### Exercise description
Take the line with "Target: cluster of leaves at branch tip" and the rest of the lines after it, to the end of the entries, and restate them exactly.

● ● ● ● ●

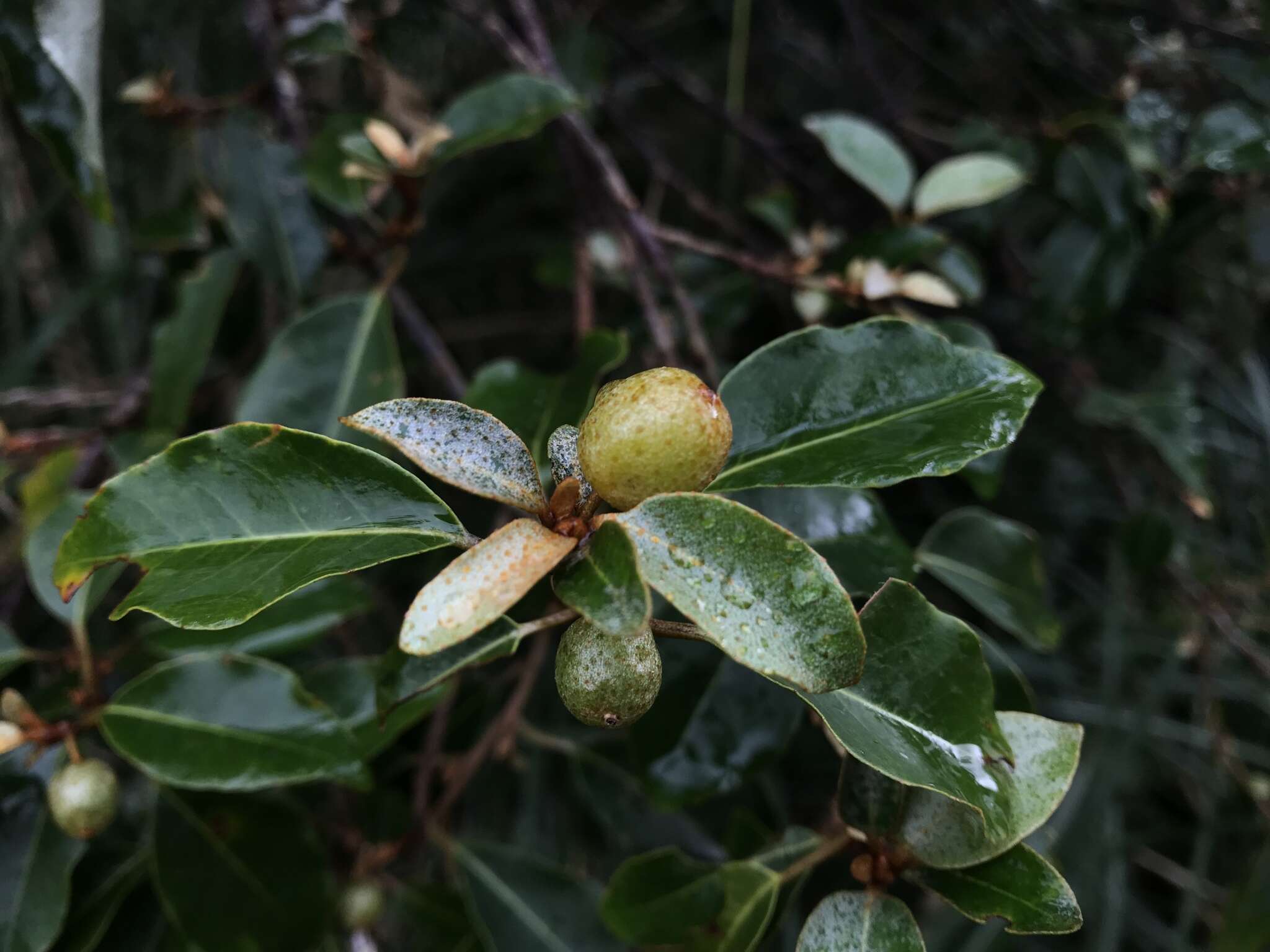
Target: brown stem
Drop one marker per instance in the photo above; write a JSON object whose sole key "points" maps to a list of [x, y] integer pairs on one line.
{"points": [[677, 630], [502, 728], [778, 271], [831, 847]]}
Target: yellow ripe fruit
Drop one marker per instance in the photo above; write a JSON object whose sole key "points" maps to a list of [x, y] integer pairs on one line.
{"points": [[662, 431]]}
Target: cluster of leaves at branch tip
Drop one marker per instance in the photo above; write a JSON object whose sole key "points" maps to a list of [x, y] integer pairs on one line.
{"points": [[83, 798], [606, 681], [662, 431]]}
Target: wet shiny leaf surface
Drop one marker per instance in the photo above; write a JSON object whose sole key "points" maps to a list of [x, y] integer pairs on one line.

● ● ● ● ●

### Written response
Target: cluster of leaves at branch tip
Drop one marker per instance in the photo above; write a JSON object whose sole key "points" maps to a list of [x, y] integer pairs on one line.
{"points": [[83, 798], [606, 681], [662, 431]]}
Target: wet shiny leaf surface
Drop one marker per instance in the photo above; write a JSON object whose sole key "points" maps to a list of [x, y] integer pairs on one line.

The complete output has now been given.